▸ **Assignment**
Every line containing "array" should be copied out. Go through the entries and find them.

- - - - -

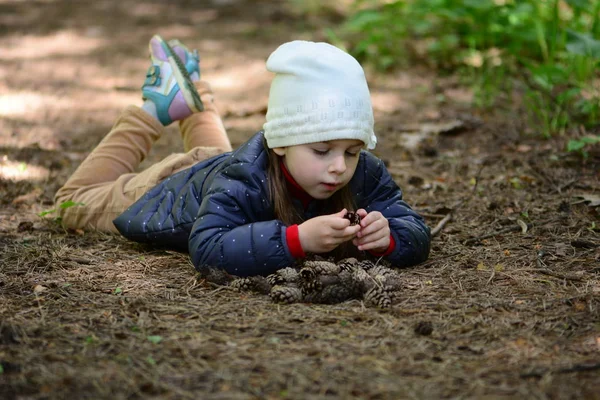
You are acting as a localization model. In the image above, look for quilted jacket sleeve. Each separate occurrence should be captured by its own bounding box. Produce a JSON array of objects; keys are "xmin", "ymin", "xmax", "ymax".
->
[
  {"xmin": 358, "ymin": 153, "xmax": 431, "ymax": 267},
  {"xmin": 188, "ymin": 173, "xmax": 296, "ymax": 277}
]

- - - - -

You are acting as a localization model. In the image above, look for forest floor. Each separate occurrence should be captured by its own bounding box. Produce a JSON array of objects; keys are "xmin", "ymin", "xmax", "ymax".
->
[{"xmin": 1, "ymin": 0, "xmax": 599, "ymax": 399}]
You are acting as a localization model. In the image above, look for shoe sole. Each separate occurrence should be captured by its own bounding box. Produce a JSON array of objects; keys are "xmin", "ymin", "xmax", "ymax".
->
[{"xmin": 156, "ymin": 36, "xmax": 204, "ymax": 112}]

- - - - -

▸ **Result**
You are acting as a localization model. In the image above, look for quilted jacket sleeve. Each separate occurrence should be captured by its own bounding box. Produce a JSON array of objects; keys are "xmin", "ymin", "xmax", "ymax".
You are acting as a localization model. In the image above, look for forest floor. Each separate occurrence should be captured by its own bounding box. Produce a JSON array of objects; keys are "xmin", "ymin", "xmax", "ymax".
You are acting as a localization model. In the image above, look for shoe sole. Each separate occurrence should be captured by its own bounding box. Produce a JSON array of objects; keys are "xmin", "ymin", "xmax", "ymax".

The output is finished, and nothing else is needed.